* **Selected passage**
21st January 2019 By Contributor
VSA volunteers support the Pacific tourism sector by working alongside local government and tourism operators to offer quality experiences. It is authentic, locally provided, and reinvests in the local community by providing employment, training and education. Find out more at www.vsa.org.nz/volunteer
Chris Barnes spent 20 years in the investment industry and then 16 years as a property developer. But it was his years volunteering for the Department of Conservation (DOC) that led Chris to his recent Volunteer Services Abroad assignment: building walking tracks – and capacity – in Samoa.
With the local team, Chris knocked off in six months a job that was scheduled to take at least two years: restoring the walking trail up Apia’s Mt Vaea.
The burial place of Robert Louis Stevenson – his tomb is right at the top – Mt Vaea attracts thousands of visitors a year, but until recently many were not venturing up to the tomb.
When Chris arrived in Apia, he observed the tracks for a few days and estimated around 100 people a day were walking the trail: about 30 tourists and 70 locals.
Now, with the improvements to the shorter track, the number of walkers has doubled. The plans for the trail restoration were begun in 2016 by another VSA volunteer, John Marsh, and helped along by DOC’s Ken Bradley, who reported on the state of the trail in the same year.

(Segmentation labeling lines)
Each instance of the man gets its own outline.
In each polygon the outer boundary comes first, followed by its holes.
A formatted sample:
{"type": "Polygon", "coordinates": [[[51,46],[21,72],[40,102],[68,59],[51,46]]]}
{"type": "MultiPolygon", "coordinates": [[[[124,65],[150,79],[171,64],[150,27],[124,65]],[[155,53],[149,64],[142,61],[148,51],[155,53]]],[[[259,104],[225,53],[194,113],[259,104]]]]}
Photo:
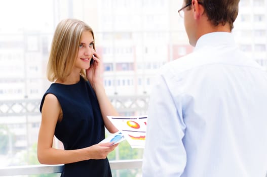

* **Given request**
Can you carry on the article about the Mt Vaea trail restoration from its last sentence? The lines have nothing to do with any of this.

* **Final result**
But Chris really managed to get things moving when he was recruited to volunteer as a trail development adviser with Samoa’s Ministry of Natural Resources and Environment (MNRE). His brief: to improve critical areas of the trail, and build the capability of locals to continue the restoration work and maintain the tracks after he has gone.
Within six months, Chris and his small crew of local MNRE workers had completely restored the 1300m “short” track, enhanced the walk from the carpark to the first bridge and improved the 2km “long” track.
Chris was no stranger to building tracks – he’d been doing volunteer track maintenance for DOC in Fiordland for 10 years. And working as a property developer had made him “handy with a hammer”. But he says of his VSA stint: “I’ve never worked so hard in my life. I’ve been on the end of a shovel every day since I got here”.
Although the job description had him as an “adviser”, Chris says you can’t really just tell someone how to build tracks. And he’s not one for standing watching while others work anyway. So each day, Chris would join the two or three Ministry employees who’d turned up and together they’d dig side-drains and lug 27kg timber box-steps and 13kg bags of gravel up the mountain.
A few weeks in, however, the 400 steps and 2000 sacks of gravel that needed to be carried up – in temperatures averaging 29° Celsius – started to look like an impossible task.
That is, until Chris hit upon his “cunning plan”.
He decided to erect a sign at the bottom of the hill that said “Help us upgrade the track. You can help by carrying a bag of gravel up the hill. There are drop-off spots. Carry as far as you like. Please stack them on the side of the track.”
The result was staggering.
“We’ve had a ridiculous amount of support from people. And in fact, we can’t stop them carrying the bloody bags up. We’ve had to put a sign up saying ‘Stop carrying the bags up the hill’, because now they’re all at the top!”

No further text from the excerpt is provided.